## Written instruction
From the refugee claims passage below, quote the stretch from "As per the UNHCR" through "CIC Web site.".

The UNHCR recommends that CBSA ensure that the refugee claimant process is explained in clear, comprehensible language to the claimant.

In the case of positive and negative eligibility decisions, BSOs provide a detailed oral explanation of the decision to the claimant, with interpretation support, as required. Copies of forms, relevant documents and interview notes along with other documents are provided to all persons found ineligible prior to returning the claimant to the U.S. as per the Agreement. A hand-out for all refugee claimants has also been developed to explain, in plain language, the process for claiming refugee status in Canada.

The UNHCR recommends that the hand-out be shared with U.S.-based NGOs.

As per the UNHCR recommendation, this hand-out will be shared with U.S.-based NGOs that assist Canada-bound claimants. It is also publicly available on the CIC Web site.

ix. Irregular Crossings

During the development phase and since implementation of the Agreement, considerable concern has been expressed by stakeholders and parliamentarians about the possible increase in irregular crossings resulting from the Agreement coming into force. Advocates believe that by limiting access at the land border POEs, claimants who fail to meet an exception may be forced to make dangerous crossings in order to gain access to the Canadian refugee determination system.

However, since implementation, Canadian and U.S. law enforcement agencies report that apprehensions of irregular migrants known to have attempted to cross the international border declined (in both directions) in 2005 from the previous year. In 2005, there have been no appreciable shifts from the previous year noted in irregular migration to reflect diversion from the land border to either entry between ports or at air and marine POEs.

The overall number of refugee claims decreased considerably from 2004 to 2005 (approximately 23 percent), and the Agreement may have contributed to a particular decline in the number of land border claims (approximately 55 percent) from 2004 to 2005. However, this decrease has not been reflected in any appreciable shift of the same nationalities that traditionally entered claims at land borders to air or marine POEs or inland offices. Inland office claims have also decreased in 2005, but as a relative proportion of overall claims, the percentage of claims made inland has risen due to a larger decline in POE claims.

## Data segment
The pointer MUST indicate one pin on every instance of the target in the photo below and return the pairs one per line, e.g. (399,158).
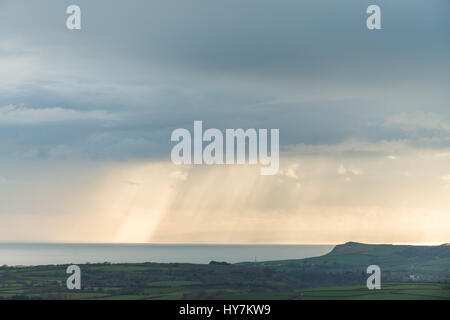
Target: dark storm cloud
(310,68)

## Answer to this exercise
As per the UNHCR recommendation, this hand-out will be shared with U.S.-based NGOs that assist Canada-bound claimants. It is also publicly available on the CIC Web site.